═════ DATASET RECORDS ═════
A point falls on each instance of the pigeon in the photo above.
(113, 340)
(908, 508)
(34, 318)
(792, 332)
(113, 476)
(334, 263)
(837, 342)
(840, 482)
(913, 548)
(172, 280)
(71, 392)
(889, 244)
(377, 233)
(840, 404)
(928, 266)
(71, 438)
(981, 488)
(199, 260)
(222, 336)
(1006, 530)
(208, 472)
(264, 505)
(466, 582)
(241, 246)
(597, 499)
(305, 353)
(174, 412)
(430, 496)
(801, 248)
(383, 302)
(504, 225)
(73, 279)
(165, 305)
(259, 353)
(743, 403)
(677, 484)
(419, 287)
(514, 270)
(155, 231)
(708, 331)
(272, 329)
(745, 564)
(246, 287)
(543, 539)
═════
* [PROBLEM REQUIREMENTS]
Give every line of the listing above as a JSON list of strings, one string per line, leaving out blank lines.

* [TASK RESPONSE]
[
  "A point falls on each instance of the pigeon in the photo above.",
  "(113, 340)",
  "(908, 508)",
  "(34, 318)",
  "(792, 332)",
  "(113, 476)",
  "(334, 263)",
  "(837, 342)",
  "(840, 482)",
  "(913, 548)",
  "(172, 280)",
  "(71, 392)",
  "(889, 244)",
  "(377, 233)",
  "(840, 404)",
  "(928, 266)",
  "(71, 438)",
  "(981, 488)",
  "(199, 260)",
  "(222, 336)",
  "(1006, 530)",
  "(208, 472)",
  "(264, 505)",
  "(466, 582)",
  "(241, 246)",
  "(597, 499)",
  "(305, 353)",
  "(174, 412)",
  "(430, 496)",
  "(801, 248)",
  "(383, 302)",
  "(504, 225)",
  "(73, 279)",
  "(165, 305)",
  "(259, 353)",
  "(743, 403)",
  "(677, 484)",
  "(419, 287)",
  "(514, 270)",
  "(155, 231)",
  "(708, 331)",
  "(272, 329)",
  "(745, 564)",
  "(246, 287)",
  "(543, 539)"
]